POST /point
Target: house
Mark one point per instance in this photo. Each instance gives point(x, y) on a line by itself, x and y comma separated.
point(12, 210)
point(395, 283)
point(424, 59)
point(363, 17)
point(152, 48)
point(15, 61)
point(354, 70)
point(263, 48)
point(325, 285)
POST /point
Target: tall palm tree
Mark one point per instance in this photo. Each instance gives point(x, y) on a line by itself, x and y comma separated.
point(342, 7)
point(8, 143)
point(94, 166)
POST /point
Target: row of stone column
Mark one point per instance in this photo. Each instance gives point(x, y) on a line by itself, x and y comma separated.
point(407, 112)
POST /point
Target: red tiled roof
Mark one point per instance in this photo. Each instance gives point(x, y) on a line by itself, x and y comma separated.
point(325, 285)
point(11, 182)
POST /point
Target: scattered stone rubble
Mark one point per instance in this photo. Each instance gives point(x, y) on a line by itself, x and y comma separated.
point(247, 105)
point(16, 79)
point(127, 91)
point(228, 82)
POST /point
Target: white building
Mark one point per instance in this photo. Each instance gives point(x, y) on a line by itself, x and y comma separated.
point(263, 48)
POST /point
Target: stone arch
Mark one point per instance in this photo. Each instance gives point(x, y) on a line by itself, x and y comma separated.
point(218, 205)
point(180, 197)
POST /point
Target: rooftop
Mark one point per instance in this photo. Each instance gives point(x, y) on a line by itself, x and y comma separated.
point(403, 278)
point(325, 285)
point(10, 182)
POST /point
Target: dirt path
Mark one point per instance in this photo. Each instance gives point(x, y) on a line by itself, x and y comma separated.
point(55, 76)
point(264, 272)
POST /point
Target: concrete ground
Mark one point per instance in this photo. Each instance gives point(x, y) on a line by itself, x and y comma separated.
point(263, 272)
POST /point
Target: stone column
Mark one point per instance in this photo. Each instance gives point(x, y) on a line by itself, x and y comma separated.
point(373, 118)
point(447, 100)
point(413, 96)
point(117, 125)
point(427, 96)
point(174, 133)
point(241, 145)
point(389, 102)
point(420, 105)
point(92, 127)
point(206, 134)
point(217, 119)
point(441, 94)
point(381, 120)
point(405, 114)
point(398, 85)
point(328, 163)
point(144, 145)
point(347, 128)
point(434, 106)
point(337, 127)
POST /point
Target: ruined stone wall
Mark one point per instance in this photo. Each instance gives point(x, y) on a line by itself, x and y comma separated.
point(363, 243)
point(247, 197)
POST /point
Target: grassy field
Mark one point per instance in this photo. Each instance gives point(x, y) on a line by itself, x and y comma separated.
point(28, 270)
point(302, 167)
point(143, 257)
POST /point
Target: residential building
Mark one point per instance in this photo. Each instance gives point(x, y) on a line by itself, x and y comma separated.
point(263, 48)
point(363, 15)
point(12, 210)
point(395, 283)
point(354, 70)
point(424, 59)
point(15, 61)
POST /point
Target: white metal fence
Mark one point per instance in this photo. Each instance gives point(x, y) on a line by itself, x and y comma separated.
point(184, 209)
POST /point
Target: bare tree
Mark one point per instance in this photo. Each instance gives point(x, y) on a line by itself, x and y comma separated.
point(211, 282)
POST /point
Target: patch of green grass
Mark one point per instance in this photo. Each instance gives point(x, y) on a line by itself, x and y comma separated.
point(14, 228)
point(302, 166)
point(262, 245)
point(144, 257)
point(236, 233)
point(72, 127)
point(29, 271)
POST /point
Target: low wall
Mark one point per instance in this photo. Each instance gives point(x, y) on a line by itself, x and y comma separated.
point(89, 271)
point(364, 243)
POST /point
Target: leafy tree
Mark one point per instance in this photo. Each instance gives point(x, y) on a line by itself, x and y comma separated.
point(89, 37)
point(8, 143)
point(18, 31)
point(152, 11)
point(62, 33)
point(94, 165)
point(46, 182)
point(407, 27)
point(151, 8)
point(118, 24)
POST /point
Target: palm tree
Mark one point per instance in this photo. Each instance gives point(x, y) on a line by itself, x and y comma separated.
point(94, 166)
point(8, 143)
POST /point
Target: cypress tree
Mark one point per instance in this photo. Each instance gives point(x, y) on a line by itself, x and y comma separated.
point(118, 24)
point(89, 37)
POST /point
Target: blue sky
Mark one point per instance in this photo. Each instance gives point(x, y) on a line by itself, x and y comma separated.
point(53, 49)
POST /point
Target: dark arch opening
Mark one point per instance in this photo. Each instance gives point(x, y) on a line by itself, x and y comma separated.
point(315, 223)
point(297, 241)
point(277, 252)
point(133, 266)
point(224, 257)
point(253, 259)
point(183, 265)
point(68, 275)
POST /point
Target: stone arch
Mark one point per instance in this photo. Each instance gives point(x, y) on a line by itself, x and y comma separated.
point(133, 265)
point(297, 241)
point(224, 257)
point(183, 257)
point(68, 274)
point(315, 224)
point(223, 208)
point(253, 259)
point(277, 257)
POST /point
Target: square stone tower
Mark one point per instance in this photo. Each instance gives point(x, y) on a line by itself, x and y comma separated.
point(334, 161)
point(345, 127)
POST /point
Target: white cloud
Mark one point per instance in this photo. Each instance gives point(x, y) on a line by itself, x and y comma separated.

**PROBLEM TO SOLVE**
Set out every line of the material above as a numbered list, leaving out any blank lines.

**RESULT OF THIS TASK**
1. POST /point
2. Target: house
3. Mark one point per instance in this photo. Each instance gives point(x, y) on a line by itself, x and y comma separated.
4. point(12, 210)
5. point(395, 283)
6. point(424, 59)
7. point(363, 17)
8. point(152, 48)
9. point(15, 61)
10. point(354, 70)
11. point(263, 48)
12. point(325, 285)
13. POST /point
14. Target: tall palm tree
15. Mark one point per instance in this photo. Each instance gives point(x, y) on a line by itself, x and y comma separated.
16. point(342, 7)
17. point(8, 143)
18. point(94, 166)
19. POST /point
20. Target: row of stone column
21. Mark one point per instance in this photo. Each instance gives point(x, y) on a line by itself, x and y comma separated.
22. point(407, 112)
23. POST /point
24. Target: red tiled roof
25. Mark one point per instance in this photo. Each instance gives point(x, y) on a line by itself, x and y comma separated.
26. point(325, 285)
27. point(11, 182)
28. POST /point
29. Target: scattered stone rubble
30. Mark one point per instance in this photo. Each instance gives point(x, y) on a line by itself, x and y comma separated.
31. point(247, 105)
32. point(16, 79)
33. point(127, 91)
34. point(228, 82)
35. POST /point
36. Target: white building
37. Mark one point per instance in this photo. Each instance gives point(x, y) on a line by itself, x and y comma separated.
38. point(263, 48)
39. POST /point
40. Target: stone arch
41. Mark one point per instance in this photo. Each instance gives point(x, y) on a line by itself, x and y comma separated.
42. point(218, 205)
43. point(180, 197)
44. POST /point
45. Target: rooftop
46. Mark one point per instance in this photo. Each instance gives point(x, y) on a line by itself, x and y comma separated.
47. point(403, 278)
48. point(325, 285)
49. point(10, 182)
50. POST /point
51. Target: dirt path
52. Mark one point per instance in this photo. Each instance gives point(x, y) on a line by itself, x and y comma separated.
53. point(55, 76)
54. point(264, 272)
55. POST /point
56. Target: concrete ground
57. Mark one point per instance in this photo. Each instance gives point(x, y) on a line by itself, x and y comma separated.
58. point(263, 272)
59. POST /point
60. Target: stone column
61. Mark one point per instance in this photo. Each instance gives point(x, y) on a line by itself, x and y comma separated.
62. point(373, 118)
63. point(447, 100)
64. point(413, 96)
65. point(117, 125)
66. point(427, 96)
67. point(174, 133)
68. point(241, 145)
69. point(389, 102)
70. point(420, 105)
71. point(92, 127)
72. point(206, 134)
73. point(217, 119)
74. point(441, 94)
75. point(381, 120)
76. point(405, 114)
77. point(398, 85)
78. point(328, 163)
79. point(144, 145)
80. point(347, 128)
81. point(434, 106)
82. point(337, 127)
83. POST /point
84. Target: ruined stone wall
85. Mark one point per instance in this photo. Each instance gives point(x, y) on a line by itself, x and y comma separated.
86. point(363, 243)
87. point(247, 197)
88. POST /point
89. Target: grassy field
90. Mark one point per instance in this photo. Each instance gives point(x, y) on a line by itself, x and y comma separated.
91. point(28, 270)
92. point(302, 167)
93. point(143, 257)
94. POST /point
95. Target: residential building
96. Mark one point per instance in this photo. Each instance gives point(x, y) on a line by itself, x and y comma separated.
97. point(263, 48)
98. point(363, 15)
99. point(12, 210)
100. point(395, 283)
101. point(354, 70)
102. point(424, 59)
103. point(15, 61)
104. POST /point
105. Target: white metal fence
106. Mark one point per instance in this photo. Each instance gives point(x, y) on a line by itself, x and y comma separated.
107. point(184, 209)
108. POST /point
109. Target: bare tree
110. Mark one point per instance in this photo. Each instance gives point(x, y) on a line by itself, x and y comma separated.
111. point(211, 282)
112. POST /point
113. Target: patch of green grass
114. Mark one point per instance in this photo. Each instance gives point(x, y) on a line by itself, x and y comma separated.
115. point(14, 228)
116. point(302, 166)
117. point(262, 245)
118. point(144, 257)
119. point(236, 233)
120. point(72, 127)
121. point(29, 271)
122. POST /point
123. Target: low wall
124. Mark one point per instance in this photo. Each instance gives point(x, y) on a line by itself, x and y comma separated.
125. point(89, 271)
126. point(364, 243)
127. POST /point
128. Target: leafy tree
129. Mark one point per instance in this photo. Each instance gives point(x, y) on a line by itself, x and y comma separated.
130. point(89, 37)
131. point(8, 143)
132. point(18, 31)
133. point(152, 11)
134. point(62, 33)
135. point(94, 165)
136. point(46, 182)
137. point(407, 27)
138. point(151, 8)
139. point(118, 24)
140. POST /point
141. Target: palm tree
142. Mark one point per instance in this photo. Each instance gives point(x, y) on a line by itself, x and y comma separated.
143. point(94, 166)
144. point(8, 143)
145. POST /point
146. Target: cypress tree
147. Mark one point per instance in this photo. Each instance gives point(x, y) on a line by itself, x and y comma separated.
148. point(118, 24)
149. point(89, 37)
150. POST /point
151. Target: blue sky
152. Mark one point per instance in this photo. Each instance gives point(x, y) on a line by itself, x and y comma separated.
153. point(53, 49)
154. POST /point
155. Target: dark arch opening
156. Mark one point per instance in this photo. Each instance gives point(x, y) on a line by itself, x and y comma separated.
157. point(315, 223)
158. point(297, 241)
159. point(277, 252)
160. point(133, 266)
161. point(224, 257)
162. point(253, 259)
163. point(183, 265)
164. point(68, 275)
165. POST /point
166. Target: stone arch
167. Mark one point per instance in this photo. Each instance gives point(x, y) on a line by itself, x and y comma separated.
168. point(133, 265)
169. point(297, 241)
170. point(224, 257)
171. point(183, 257)
172. point(68, 274)
173. point(315, 224)
174. point(223, 208)
175. point(253, 259)
176. point(277, 257)
177. POST /point
178. Target: square stone tower
179. Mark one point per instance in this photo. Each instance gives point(x, y) on a line by itself, x and y comma separated.
180. point(334, 161)
181. point(345, 127)
182. POST /point
183. Target: white cloud
184. Mark one point per instance in this photo. Each instance gives point(x, y) on a line by itself, x and y comma separated.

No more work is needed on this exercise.